BRIEF: What you return must be exactly the lines running from the one with "Where can the grass" to the end of the data below, inclusive, and nothing more.

EXERCISE DATA:
-- Opening Marker --
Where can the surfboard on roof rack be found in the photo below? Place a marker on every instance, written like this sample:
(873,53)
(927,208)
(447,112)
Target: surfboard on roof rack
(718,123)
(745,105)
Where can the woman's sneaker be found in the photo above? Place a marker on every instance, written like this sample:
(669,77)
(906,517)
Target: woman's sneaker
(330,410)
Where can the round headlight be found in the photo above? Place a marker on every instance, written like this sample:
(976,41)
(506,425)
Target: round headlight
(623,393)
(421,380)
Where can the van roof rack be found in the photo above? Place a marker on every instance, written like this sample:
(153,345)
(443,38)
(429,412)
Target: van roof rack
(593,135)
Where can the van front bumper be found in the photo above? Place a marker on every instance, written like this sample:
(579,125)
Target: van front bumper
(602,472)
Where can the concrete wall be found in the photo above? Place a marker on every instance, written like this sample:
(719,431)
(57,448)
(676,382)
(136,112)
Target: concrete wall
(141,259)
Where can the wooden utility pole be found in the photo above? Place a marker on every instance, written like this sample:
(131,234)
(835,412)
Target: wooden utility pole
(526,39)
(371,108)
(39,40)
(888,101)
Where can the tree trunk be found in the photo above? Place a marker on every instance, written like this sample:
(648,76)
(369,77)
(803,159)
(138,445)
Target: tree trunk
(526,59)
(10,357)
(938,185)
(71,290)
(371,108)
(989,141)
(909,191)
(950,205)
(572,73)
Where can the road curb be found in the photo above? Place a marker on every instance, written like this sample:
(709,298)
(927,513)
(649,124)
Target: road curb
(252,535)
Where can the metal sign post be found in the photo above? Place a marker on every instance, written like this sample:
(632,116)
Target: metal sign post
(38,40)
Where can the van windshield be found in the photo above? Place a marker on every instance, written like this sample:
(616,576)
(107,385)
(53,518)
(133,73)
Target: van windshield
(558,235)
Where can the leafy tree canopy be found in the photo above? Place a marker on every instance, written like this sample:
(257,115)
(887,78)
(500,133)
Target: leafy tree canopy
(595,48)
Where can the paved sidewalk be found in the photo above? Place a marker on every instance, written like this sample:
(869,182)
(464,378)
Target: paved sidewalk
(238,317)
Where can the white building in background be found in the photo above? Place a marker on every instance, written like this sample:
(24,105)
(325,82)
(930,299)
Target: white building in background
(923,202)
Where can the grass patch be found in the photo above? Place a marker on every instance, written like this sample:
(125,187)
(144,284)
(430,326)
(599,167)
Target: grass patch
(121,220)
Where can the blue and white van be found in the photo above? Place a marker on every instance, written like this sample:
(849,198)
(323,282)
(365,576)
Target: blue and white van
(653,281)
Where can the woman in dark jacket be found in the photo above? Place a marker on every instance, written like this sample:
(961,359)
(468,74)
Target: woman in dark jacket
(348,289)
-- Closing Marker --
EXERCISE RESPONSE:
Where can the grass patch be found in the photo above? Place a marker on every instance, written like this sample:
(125,187)
(144,284)
(430,326)
(599,167)
Target: grass patch
(121,220)
Where can the blue and white van be found in the photo above? Place a marker on every instance, written like this sample:
(849,198)
(323,282)
(365,576)
Target: blue and white van
(653,281)
Where can the woman in dark jacket be found in the photo above? Place a marker on every instance, written like this sample:
(961,359)
(468,74)
Target: woman in dark jacket
(348,289)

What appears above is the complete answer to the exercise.